- [WHAT IS EXPECTED]
Restating the data word for word is all that is required.

[Records excerpted from a collection]
==================================================

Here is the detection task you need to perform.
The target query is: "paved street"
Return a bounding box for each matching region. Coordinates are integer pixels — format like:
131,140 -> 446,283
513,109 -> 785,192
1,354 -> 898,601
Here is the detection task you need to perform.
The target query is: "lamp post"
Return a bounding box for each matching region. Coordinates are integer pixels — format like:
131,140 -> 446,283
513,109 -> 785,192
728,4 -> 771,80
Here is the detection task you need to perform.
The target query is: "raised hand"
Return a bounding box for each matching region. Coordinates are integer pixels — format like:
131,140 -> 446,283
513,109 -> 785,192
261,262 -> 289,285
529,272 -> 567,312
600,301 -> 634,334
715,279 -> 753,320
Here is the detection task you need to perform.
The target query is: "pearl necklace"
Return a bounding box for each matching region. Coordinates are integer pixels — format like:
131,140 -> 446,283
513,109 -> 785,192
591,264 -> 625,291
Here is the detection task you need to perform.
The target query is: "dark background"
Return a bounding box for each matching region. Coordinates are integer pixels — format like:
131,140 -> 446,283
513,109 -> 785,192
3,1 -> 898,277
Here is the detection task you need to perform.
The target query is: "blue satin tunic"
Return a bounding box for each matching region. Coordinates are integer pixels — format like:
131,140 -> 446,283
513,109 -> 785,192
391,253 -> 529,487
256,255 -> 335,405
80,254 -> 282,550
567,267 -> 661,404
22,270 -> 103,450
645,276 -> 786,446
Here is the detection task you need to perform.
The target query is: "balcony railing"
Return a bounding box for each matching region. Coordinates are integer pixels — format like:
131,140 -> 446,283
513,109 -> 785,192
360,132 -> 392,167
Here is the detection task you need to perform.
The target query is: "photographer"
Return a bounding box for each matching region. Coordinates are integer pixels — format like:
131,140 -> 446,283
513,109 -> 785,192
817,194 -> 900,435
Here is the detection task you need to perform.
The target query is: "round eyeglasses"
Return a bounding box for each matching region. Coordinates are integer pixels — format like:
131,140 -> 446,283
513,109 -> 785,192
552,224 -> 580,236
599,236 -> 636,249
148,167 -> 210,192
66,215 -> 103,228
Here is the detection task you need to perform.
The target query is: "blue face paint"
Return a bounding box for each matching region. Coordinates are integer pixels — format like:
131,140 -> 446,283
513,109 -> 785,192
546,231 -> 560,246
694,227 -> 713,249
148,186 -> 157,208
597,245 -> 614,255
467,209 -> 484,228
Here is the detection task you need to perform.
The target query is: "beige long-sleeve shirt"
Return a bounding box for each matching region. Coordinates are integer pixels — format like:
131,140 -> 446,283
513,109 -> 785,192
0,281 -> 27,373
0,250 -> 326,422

==================================================

- [EXERCISE OUTPUT]
Here is the detection task you need to perform.
The target query is: "paved street"
Return a bounding box for each matching region. Coordinates are integer pixels — format like:
131,140 -> 446,283
513,109 -> 785,192
1,354 -> 898,601
Here is the detection task you need to perform.
The target query is: "lamp post"
Return a bounding box for each matching region. Coordinates are integer pixels — format like:
131,140 -> 446,283
513,109 -> 785,192
728,4 -> 771,80
Here is the detection task you need to perform.
The target query is: "raised hand"
Return a bounding box for each matching region. Coordinates are integer pixels — format like:
131,140 -> 446,283
513,109 -> 785,192
261,262 -> 289,285
529,272 -> 567,312
600,301 -> 634,334
715,279 -> 753,320
Here is the detection task you need to perform.
The target query is: "pearl necklace"
Return a bounding box for each matching region. Coordinates are integer pixels — format like:
131,140 -> 446,283
513,109 -> 785,192
591,264 -> 625,291
Here is the detection task you need to perform.
The target query is: "dark background"
Return a bounding box for each matching region. Coordinates are integer pixels — format like:
131,140 -> 446,283
513,109 -> 785,192
3,1 -> 898,277
Here is the detection task you need to perform.
The target query is: "blue satin tunic"
Return a bounding box for each matching region. Coordinates are integer pixels — format like:
131,140 -> 446,283
513,109 -> 785,192
391,253 -> 529,487
256,255 -> 335,405
80,254 -> 282,550
567,267 -> 661,404
22,270 -> 103,450
645,276 -> 786,446
Here is the detection task you need to perform.
The target query is: "balcony railing"
Return a bounding box for each matching region. Coordinates are integer pixels — format like:
131,140 -> 446,283
513,109 -> 785,192
360,132 -> 392,167
Here is the detection task you need to perform.
The target query is: "photographer"
Return a bounding box for each matching region. Coordinates are integer pixels — format like:
131,140 -> 446,283
513,109 -> 785,192
817,194 -> 900,435
Here is the detection task you need to perform.
The target query is: "round eyeglasses"
Return a bounding box for each matching region. Coordinates are integer pixels — format like:
131,140 -> 446,283
513,109 -> 785,192
552,224 -> 580,236
599,236 -> 636,249
148,167 -> 210,192
66,215 -> 103,228
Here is the detection task you need to perform.
The target query is: "blue face paint"
Return a bounding box for each matching region. Coordinates are integer pixels — format like:
131,140 -> 446,283
513,109 -> 785,192
546,231 -> 560,246
694,227 -> 713,249
148,186 -> 157,208
597,245 -> 614,255
467,209 -> 484,228
Here is the detection task you need to perform.
The target query is: "beige long-sleeve shirt"
Return a bounding box for each matching region. Coordinates are integer pixels — format like:
131,140 -> 446,283
513,109 -> 785,192
0,281 -> 27,373
0,250 -> 326,422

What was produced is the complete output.